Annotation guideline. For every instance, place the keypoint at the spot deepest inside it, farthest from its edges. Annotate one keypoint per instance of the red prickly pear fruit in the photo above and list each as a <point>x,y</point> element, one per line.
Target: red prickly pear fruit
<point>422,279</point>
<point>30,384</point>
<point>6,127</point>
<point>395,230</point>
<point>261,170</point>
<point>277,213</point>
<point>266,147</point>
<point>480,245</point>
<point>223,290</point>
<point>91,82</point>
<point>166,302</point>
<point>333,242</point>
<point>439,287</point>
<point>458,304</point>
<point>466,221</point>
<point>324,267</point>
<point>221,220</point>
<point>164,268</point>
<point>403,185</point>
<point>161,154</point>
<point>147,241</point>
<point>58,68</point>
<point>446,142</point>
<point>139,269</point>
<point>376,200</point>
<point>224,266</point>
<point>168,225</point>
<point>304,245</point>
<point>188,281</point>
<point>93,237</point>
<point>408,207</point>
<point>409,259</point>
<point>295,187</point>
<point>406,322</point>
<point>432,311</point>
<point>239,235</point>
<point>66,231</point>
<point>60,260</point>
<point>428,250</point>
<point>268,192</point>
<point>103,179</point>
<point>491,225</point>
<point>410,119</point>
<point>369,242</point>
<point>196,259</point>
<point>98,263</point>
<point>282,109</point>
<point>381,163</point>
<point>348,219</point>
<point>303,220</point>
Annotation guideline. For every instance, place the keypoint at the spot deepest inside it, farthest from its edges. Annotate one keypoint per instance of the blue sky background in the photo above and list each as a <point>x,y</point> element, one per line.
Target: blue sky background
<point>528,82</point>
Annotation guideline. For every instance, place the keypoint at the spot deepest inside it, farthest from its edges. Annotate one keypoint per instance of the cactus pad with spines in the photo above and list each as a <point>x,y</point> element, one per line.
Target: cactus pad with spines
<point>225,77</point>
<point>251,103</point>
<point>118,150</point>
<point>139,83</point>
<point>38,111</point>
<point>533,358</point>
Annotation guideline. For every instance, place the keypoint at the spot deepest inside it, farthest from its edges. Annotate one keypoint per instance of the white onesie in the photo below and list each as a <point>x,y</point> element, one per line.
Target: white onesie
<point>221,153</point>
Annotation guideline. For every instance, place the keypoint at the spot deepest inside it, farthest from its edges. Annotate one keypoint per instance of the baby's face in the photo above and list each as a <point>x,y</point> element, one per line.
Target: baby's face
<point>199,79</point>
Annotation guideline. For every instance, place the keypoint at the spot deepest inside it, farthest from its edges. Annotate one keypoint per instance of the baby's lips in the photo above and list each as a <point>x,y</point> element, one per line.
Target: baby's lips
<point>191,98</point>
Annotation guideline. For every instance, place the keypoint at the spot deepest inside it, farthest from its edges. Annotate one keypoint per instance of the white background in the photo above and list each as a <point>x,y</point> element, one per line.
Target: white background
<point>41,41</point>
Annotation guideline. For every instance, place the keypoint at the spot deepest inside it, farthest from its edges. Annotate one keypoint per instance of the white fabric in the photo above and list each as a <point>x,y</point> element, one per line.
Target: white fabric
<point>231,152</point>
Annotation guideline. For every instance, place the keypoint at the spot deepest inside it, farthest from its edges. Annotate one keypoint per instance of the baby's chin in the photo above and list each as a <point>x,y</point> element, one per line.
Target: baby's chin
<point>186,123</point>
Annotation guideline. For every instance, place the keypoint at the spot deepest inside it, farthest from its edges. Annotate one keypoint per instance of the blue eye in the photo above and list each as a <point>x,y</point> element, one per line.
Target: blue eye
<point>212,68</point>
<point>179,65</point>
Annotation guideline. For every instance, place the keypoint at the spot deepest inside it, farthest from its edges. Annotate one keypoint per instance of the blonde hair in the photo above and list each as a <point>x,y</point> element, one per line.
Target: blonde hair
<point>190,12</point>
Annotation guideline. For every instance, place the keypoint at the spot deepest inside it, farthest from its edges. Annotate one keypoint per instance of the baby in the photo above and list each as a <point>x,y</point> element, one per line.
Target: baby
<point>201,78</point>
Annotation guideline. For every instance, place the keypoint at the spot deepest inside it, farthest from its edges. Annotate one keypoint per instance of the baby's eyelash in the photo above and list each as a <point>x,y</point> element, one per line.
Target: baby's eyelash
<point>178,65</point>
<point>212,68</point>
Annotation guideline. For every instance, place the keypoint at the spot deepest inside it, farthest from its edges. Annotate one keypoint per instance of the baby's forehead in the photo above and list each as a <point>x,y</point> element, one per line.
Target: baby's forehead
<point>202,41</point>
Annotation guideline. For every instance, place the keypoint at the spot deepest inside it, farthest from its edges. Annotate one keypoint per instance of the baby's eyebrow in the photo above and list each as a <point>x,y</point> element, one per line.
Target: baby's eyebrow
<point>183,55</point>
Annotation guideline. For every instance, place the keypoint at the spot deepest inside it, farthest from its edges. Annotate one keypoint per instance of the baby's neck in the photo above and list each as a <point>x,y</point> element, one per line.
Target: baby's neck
━━━━━━
* [What the exercise asks] Search the entries for the string "neck". Copy every line that has it.

* [Response to this task]
Annotation guideline. For every instance, place the keypoint at the spot deepest inside it, farthest from its edges. Annotate one keypoint per instance of the baby's neck in the photo above and list each as a <point>x,y</point> element, one per line.
Target: baby's neck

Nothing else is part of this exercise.